** start Extracted text **

Image: Nordstrom Web site

Should Nordstrom continue to carry Ivanka Trump merchandise? It sells. So Nordstrom will keep selling it. In its rambling email to employees, it wraps that fact in tissue paper and packing peanuts. Why not have the courage to tell the truth?

A friend of mine recently emailed Nordstrom to protest its decision to continue to sell Ivanka Trump’s clothing and accessories. In response, Nordstrom sent her a copy Pete Nordstrom’s 400-word email to its employees on the topic.

This is a fascinating piece of prose. You could sum it up in four words: we sell what sells. But Nordstrom wants to be oh-so-sensitive about this controversy (especially since its sales floor staff will be taking the brunt of the protests), so it surround the pure economics with a lot of sympathetic and ultimately meaningless language.

Here’s the email, with my translation.

We’ve been hearing feedback from customers and many of you about Nordstrom continuing to carry the Ivanka Trump brand. We want to share our thoughts on what has become a difficult topic.

Translation: We just stepped in something smelly.

We’ve offered the brand since 2009. Particularly in Shoes, it has grown to be a sizable and successful business at Nordstrom and Nordstrom Rack. However, in light of current events, carrying the Ivanka Trump line has become a sensitive and controversial subject for many. In our sincere effort not to make business decisions based on politics but on performance and results, we find ourselves in a very difficult position.

Translation: Ivanka Trump’s stuff sells. We sell what sells. But it’s okay, because we had to think about it first.

We’ve heard from customers, including some who are long time loyal customers, threatening a boycott of Nordstrom if we continue to carry the line. Similarly, we’ve heard from customers who say they will boycott Nordstrom if we stop carrying the brand. This is a sharply divisive subject. No matter what we do, we are going to end up disappointing some of our customers.

Translation: No matter what do, someone will hate us. So we sell what sells.

We’re doing our best to listen, and what we continue to share is this – we’re a public company retailer that sells shoes, cosmetics, accessories, and clothes. We’re doing what we’ve always done which is trying our best to offer a compelling range of brands and products. We hold our vendor partners accountable for the performance of their merchandise and being an ethical business partner. Ultimately, every single brand we offer is evaluated on their results – if people don’t buy it, we won’t sell it.

Translation: We sell what sells, as long as the vendor doesn’t kill baby seals.

We have been in business for 115 years and have worked very hard to earn a reputation of trust, fair dealings, and ethical behavior. We strive to be agnostic about politics and to treat all our customers with respect. This also holds true with how we value and treat employees.

Translation: We sell what sells, but we’re ethical and apolitical.

This has been a tough subject for us, and we know that a lot of you are dealing with it too – on the sales floor and with questions from friends or family. Thank you for hanging in there and continuing to do your best to take care of our customers. Also, we urge you to continue to take care of each other and treat your co-workers with empathy and respect.

Translation: Our job is to sell what sells. Yours is to deal with the consequences.

We continue to monitor this situation and if you have any questions or concerns, please feel free to exercise our open door policy, and speak with your manager, HR, or any of our Executive Team leaders.

** end Extracted text **
** start Extracted information **

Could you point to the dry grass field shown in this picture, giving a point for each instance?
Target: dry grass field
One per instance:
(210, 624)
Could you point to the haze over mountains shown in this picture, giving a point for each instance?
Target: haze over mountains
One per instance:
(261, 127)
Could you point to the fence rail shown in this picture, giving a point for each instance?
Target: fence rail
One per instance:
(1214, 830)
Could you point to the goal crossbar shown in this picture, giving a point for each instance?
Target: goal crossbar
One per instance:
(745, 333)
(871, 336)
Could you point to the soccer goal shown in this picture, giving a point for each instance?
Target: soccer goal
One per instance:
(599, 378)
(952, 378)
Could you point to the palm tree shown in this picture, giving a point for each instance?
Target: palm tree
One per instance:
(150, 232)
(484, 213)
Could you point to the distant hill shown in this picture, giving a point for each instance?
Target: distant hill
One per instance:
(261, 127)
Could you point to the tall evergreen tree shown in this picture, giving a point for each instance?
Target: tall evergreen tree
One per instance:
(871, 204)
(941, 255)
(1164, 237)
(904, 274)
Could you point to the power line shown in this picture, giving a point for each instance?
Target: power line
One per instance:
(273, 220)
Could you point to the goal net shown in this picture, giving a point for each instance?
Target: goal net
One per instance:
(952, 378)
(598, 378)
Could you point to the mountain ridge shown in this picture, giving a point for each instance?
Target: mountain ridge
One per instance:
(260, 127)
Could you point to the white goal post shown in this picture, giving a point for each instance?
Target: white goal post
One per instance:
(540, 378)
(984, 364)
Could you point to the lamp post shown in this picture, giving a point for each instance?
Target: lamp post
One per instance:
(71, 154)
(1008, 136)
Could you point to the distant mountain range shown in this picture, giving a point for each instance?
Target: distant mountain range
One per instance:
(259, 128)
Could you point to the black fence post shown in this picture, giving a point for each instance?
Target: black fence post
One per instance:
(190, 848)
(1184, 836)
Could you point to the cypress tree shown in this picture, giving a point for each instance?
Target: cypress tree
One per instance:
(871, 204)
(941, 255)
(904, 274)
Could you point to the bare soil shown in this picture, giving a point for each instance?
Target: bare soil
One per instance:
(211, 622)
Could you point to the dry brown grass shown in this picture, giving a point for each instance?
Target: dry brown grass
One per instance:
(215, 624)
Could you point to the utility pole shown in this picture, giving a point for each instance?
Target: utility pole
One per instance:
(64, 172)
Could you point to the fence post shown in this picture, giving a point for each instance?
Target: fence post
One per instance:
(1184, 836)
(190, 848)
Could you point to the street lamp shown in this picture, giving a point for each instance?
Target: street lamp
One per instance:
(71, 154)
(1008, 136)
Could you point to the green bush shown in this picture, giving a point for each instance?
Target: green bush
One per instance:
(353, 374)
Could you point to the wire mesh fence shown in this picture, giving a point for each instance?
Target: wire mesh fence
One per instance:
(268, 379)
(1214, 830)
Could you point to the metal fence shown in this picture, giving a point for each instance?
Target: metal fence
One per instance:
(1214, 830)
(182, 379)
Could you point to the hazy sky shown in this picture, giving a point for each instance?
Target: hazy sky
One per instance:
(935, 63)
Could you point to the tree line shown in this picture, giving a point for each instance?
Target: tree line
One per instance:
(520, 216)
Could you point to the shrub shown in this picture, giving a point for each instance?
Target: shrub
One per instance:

** end Extracted information **

◆ **Objective**
According to the Nordstrom article, since what year has Nordstrom offered the Ivanka Trump brand?

◆ **Task solution**
Since 2009.